*TEKS DITAMPILKAN*

++++++

Menulis sejarah dalam bentuk historiografi pada dasarnya merupakan
bentuk rekonstruksi sejarawan atau peneliti sejarah terhadap sumber-sumber
yang telah ia temukan dan telah diseleksi dalam bentuk kritik. Historiografi
ibarat membuat suatu bangunan. Dalam membuat suatu bangunan, seorang
ahli bangunan mencoba memasang bahan-bahan yang telah disediakan. Dia
memasang kayu untuk kusen, pintu, jendela; semen, pasir, dan batu bata
untuk dinding; cat untuk mencat dinding. Apabila kita perhatikan bahan-bahan
tersebut dalam keadaan masih tersimpan secara terpisah-pisah atau belum
digunakan, maka kesan yang akan timbul dalam diri kita ialah menjadi tidak
menarik. Akan tetapi, apabila bahan-bahan itu kita coba susun akan menjadi
suatu bangunan yang indah. Hal tersebut sama pula halnya dalam merekonstruksi
sumber-sumber sejarah. Ketika sumber-sumber sejarah masih dalam bentuk
yang terpisah-pisah belum dikonstruksi, maka itu akan menjadi barang yang
mati. Akan tetapi, ketika sumber-sumber sejarah itu kita rekonstruksi, akan
menjadi suatu bangunan tulisan atau karya tulis yang hidup. Karya ini menjadi
suatu cerita yang menarik dan enak dibaca.

++++++

*Entri data tersimpan*
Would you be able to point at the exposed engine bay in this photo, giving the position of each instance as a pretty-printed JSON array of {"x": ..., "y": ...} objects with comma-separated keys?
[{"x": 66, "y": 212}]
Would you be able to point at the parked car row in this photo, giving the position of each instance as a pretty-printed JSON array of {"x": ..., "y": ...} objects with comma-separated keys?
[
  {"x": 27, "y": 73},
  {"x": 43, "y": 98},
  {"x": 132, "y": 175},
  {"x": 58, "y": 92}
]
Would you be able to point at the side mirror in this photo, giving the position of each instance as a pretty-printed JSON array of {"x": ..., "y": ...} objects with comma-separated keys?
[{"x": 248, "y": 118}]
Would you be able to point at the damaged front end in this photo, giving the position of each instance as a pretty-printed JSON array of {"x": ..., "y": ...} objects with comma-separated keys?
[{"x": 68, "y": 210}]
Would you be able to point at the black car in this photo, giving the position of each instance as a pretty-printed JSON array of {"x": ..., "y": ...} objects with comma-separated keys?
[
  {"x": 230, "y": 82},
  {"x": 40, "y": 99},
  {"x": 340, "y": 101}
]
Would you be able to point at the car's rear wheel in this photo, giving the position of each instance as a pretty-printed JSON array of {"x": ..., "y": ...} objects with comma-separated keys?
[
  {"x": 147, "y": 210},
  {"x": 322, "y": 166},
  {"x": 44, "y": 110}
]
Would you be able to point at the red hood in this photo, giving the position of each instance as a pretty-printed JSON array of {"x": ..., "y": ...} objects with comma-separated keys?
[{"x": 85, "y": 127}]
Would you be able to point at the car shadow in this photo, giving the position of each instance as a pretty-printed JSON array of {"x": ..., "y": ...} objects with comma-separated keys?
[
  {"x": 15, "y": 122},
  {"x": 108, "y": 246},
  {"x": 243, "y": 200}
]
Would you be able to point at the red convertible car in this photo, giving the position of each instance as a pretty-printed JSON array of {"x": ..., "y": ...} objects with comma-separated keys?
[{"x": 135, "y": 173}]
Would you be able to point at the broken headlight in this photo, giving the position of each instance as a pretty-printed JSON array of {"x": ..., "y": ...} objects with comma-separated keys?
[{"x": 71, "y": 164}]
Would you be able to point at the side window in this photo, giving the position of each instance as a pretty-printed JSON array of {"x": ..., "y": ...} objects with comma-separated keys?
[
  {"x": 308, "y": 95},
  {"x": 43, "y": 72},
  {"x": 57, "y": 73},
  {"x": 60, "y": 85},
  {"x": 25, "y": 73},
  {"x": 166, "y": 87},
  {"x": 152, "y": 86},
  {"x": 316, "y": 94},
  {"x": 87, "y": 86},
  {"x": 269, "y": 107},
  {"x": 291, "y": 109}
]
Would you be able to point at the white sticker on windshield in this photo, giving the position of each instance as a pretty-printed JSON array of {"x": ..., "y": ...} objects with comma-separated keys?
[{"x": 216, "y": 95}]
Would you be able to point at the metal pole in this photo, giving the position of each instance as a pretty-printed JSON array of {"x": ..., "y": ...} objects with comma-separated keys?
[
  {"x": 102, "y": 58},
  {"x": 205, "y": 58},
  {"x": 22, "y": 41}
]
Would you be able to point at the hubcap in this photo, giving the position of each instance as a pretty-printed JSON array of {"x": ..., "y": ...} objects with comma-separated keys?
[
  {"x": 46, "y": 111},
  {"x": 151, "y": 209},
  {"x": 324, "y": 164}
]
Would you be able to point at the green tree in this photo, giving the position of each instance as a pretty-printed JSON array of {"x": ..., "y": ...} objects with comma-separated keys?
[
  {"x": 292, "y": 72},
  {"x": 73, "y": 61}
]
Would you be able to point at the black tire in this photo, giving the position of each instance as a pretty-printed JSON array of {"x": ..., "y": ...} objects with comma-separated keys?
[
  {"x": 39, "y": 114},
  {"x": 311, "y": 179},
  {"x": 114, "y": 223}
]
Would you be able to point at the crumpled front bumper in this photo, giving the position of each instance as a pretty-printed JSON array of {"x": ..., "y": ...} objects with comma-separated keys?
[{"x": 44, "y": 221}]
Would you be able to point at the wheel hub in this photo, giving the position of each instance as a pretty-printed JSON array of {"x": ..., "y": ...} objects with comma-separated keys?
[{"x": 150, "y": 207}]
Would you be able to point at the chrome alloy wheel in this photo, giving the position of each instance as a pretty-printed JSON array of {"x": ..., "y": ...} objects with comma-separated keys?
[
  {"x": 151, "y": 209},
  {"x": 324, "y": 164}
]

++++++

*TUGAS WAJIB 1*
Terjemahkan kalimat "Historiografi ibarat membuat suatu bangunan." dari teks tentang historiografi ke dalam bahasa Inggris.
*TUGAS WAJIB 2*
Menurut teks tentang historiografi, untuk apa ahli bangunan memasang semen, pasir, dan batu bata?

*JAWABAN LENGKAP 1*
Historiography is like constructing a building.

*JAWABAN LENGKAP 2*
Untuk dinding.